### WHAT IS BEING ASKED
Only lines holding the word "below" should be copied from the material.
>>>
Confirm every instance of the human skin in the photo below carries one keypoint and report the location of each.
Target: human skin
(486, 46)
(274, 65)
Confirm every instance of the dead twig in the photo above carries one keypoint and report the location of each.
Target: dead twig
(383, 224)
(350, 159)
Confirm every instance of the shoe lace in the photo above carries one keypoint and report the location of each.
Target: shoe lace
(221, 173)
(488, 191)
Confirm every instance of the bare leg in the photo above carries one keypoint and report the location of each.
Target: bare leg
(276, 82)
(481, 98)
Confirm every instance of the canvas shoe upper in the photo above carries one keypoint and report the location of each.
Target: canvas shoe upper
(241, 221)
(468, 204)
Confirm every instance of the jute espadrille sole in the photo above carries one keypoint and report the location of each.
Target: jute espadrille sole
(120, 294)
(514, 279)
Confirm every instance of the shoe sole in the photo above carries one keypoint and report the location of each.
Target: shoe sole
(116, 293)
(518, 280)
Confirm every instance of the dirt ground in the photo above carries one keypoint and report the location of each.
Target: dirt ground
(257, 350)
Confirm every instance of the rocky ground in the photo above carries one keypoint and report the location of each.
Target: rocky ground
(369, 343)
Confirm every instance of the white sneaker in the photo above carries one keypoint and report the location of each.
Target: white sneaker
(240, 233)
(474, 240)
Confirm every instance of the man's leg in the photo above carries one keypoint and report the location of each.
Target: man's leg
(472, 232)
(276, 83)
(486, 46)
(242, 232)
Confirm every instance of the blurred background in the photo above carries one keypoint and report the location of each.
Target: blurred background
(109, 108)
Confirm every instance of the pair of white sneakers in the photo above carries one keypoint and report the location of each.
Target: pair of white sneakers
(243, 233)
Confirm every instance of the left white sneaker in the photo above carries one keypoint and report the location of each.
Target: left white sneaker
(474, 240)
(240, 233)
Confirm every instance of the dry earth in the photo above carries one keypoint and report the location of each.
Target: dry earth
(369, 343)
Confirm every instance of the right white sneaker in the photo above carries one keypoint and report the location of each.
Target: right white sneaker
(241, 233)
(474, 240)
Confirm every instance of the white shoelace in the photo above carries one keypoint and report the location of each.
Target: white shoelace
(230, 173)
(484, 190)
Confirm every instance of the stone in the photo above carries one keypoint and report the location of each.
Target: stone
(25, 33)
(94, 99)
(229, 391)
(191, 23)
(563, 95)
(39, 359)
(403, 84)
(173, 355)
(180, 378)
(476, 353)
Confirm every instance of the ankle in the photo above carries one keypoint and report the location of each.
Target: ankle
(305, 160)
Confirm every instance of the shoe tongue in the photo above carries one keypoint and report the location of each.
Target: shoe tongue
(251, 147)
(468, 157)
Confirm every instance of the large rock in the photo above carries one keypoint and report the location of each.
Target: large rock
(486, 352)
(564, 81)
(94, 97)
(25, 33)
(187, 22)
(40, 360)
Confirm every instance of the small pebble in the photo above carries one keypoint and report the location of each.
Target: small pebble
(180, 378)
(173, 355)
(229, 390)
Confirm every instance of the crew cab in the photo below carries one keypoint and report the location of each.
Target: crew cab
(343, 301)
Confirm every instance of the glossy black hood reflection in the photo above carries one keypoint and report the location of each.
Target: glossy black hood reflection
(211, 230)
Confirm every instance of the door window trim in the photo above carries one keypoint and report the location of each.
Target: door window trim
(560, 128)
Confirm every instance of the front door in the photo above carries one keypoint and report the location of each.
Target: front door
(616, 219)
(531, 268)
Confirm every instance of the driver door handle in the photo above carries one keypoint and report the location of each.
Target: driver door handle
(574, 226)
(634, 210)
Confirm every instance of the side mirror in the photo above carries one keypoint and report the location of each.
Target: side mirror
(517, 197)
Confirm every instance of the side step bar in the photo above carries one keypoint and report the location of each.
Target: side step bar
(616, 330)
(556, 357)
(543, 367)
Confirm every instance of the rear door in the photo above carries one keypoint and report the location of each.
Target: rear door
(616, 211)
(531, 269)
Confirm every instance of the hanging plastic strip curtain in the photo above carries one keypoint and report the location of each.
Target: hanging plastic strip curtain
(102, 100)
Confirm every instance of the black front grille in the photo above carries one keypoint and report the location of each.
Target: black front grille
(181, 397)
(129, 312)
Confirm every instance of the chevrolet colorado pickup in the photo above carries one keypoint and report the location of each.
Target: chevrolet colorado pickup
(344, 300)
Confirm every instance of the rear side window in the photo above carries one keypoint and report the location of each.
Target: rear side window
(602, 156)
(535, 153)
<<<
### SOLVED PROBLEM
Confirm every instance of the human skin in the photo below carries one keypoint and report the location of each.
Confirm every instance of the crew cab in the photo below carries one keypoint and report the location of each.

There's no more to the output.